[[ SOURCE TEXT open ]]
Skip to main content

Departmental NewsStaff Bio

Staff Biography: Dr Matt Morgan

18 December 2014

Matt Morgan

4 x 2

Matt Morgan is sat in a room in front of four separate screens looking at lines of colourful code on a black window. He’s got an iPad plugged right into his computer and he’s testing something that he’s making.

“I’m an amateur geek at heart, hence all of the screens, and throughout my PhD, I had issues with recruiting patients for the study,”he explains. “Since the solution to everything in the world is an app and I’ve made some medical apps in the past, I made a piece of software to help with that.”

Morgan is a clinical anaesthetist and also works in intensive care. However, his interests spread wider than practice and he’s also, evidently, very interested in academia and how technology can support clinical practice.

Originally from Neath, Morgan trained in Cardiff and Bristol before being in the military for a short time.

“I went away to Australia for a year with my family, then returned here in 2011, at which point I decided I was going to do a PhD Basic Sciences, which was slightly odd given my experience,”he continues. “So at that point I was employed by Cardiff University as a clinical lecturer, doing full time PhD Basic Science and also had a clinical component to the job.”

Morgan finished his PhD in August 2014 and the week before we speak, he underwent his Viva from which, he says laughing, he is still trembling.

“I’ve got a year and a bit of training left – the end is finally in sight. I feel like I might retire shortly after it,”he laughs.

Morgan’s PhD looked at trying to find a better way to identify bugs in people with severe infection.
[[ SOURCE TEXT closed ]]
[[ MATERIAL PROVIDED open ]]
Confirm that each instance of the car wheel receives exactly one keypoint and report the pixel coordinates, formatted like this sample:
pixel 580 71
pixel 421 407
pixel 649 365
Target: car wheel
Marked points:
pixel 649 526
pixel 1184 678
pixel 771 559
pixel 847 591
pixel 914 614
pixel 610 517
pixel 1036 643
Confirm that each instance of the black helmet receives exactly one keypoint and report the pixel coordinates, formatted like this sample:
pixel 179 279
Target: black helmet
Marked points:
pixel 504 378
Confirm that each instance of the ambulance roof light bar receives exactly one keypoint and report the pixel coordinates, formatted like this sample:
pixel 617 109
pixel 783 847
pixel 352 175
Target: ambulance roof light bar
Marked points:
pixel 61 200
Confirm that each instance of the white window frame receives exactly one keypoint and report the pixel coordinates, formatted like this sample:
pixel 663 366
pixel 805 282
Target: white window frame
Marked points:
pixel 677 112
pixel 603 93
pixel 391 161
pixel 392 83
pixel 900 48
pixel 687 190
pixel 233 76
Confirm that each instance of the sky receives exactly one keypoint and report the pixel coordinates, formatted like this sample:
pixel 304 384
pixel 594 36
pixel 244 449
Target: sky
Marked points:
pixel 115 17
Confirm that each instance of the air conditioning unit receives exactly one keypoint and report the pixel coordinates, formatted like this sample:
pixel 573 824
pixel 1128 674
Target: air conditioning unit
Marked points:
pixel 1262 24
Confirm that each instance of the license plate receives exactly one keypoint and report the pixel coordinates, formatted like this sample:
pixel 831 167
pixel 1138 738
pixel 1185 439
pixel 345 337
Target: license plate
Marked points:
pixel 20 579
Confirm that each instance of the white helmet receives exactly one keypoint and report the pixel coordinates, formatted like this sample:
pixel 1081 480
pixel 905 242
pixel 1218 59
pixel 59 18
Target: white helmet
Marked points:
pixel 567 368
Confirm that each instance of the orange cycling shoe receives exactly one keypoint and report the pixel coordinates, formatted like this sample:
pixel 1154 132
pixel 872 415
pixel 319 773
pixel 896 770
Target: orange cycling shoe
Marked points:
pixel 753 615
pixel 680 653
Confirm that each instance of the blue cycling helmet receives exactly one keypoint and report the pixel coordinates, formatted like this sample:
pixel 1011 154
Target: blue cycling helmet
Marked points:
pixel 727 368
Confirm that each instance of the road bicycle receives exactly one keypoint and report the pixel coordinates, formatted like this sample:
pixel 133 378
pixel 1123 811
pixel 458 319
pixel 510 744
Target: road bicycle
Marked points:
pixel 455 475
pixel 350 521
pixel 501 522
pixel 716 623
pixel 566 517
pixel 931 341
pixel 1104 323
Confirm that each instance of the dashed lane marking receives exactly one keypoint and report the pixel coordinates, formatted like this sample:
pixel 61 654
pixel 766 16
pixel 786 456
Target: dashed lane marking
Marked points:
[[ MATERIAL PROVIDED closed ]]
LIST OF TASKS:
**a.** Answer these questions using the staff biography of Matt Morgan.
(i) Where is Morgan originally from?
(ii) In what month and year did he finish his PhD?
(iii) Where did he spend a year with his family?
**b.** In the staff biography of Matt Morgan, rewrite the paragraph beginning "I went away to Australia" as a short bulleted list that keeps its main facts.
**c.** Continue the staff biography of Matt Morgan.

SOLVED PROBLEMS:
**a.**
(i) Neath
(ii) August 2014
(iii) Australia

**b.**
- Spent a year in Australia with his family
- Returned in 2011 and decided to do a PhD in Basic Sciences, which he calls slightly odd given his experience
- Was employed by Cardiff University as a clinical lecturer
- Did the PhD full time while the job also had a clinical component

**c.**
“Rather than look for those bugs directly – which can be tricky and problematic – we created a method that uses a patient’s own immune response to those bugs to predict what they are. We’ve coined the term immune fingerprinting–and some bugs give a very characteristic finger print, which looks very different to other bugs for example. So that’s the crux of it,”Morgan says.

If that seems a little much at first, Morgan offers the following:

“Severe infection kills more people in the UK than breast cancer, prostate cancer and lung cancer combined, but isn’t talked about very much –often it’s not the actual infection which kills people, and that’s odd really,”he continues. “It’s the person’s response to that infection which kills them and the kind of treatments we’ve been using haven’t really changed from the time of Louis Pasteur. The ways we look for infections are the same really as they were in 1840.”

Morgan’s now in the process of looking to see where he can take the research next. He’s currently in discussion with intellectual property (IP) advisors to see where it could go.

Besides his direct medical research, Morgan is also undertaking a great bit of research into technology and its uses in patient care.

“I came across a term a year or so ago, which until I read it, I didn’t realise I was that. The term is Edupunk. I hadn’t heard before but it’s a great term because it kind of combines anarchy and education,”he says. “I studied in a small comprehensive school and I told my careers tutor I wanted to be Fox Mulder, from the X-Files and they laughed. But it seems now with the internet, with iTunes U, MOOC (Massive Online Open Course) courses and other things, actually education is a bit of a meritocracy –you can do what you want. I’ve tried to learn new things and new skills through self-directed learning and the main one over the last five years has probably been computer programming –I made a series of medical apps, and now that helps in my everyday work and other projects like this.“

The this that he’s referring to are the two projects that he’s working on at the moment. The one is for recruiting patients into clinical trials, the other is for helping intensive care patients to communicate.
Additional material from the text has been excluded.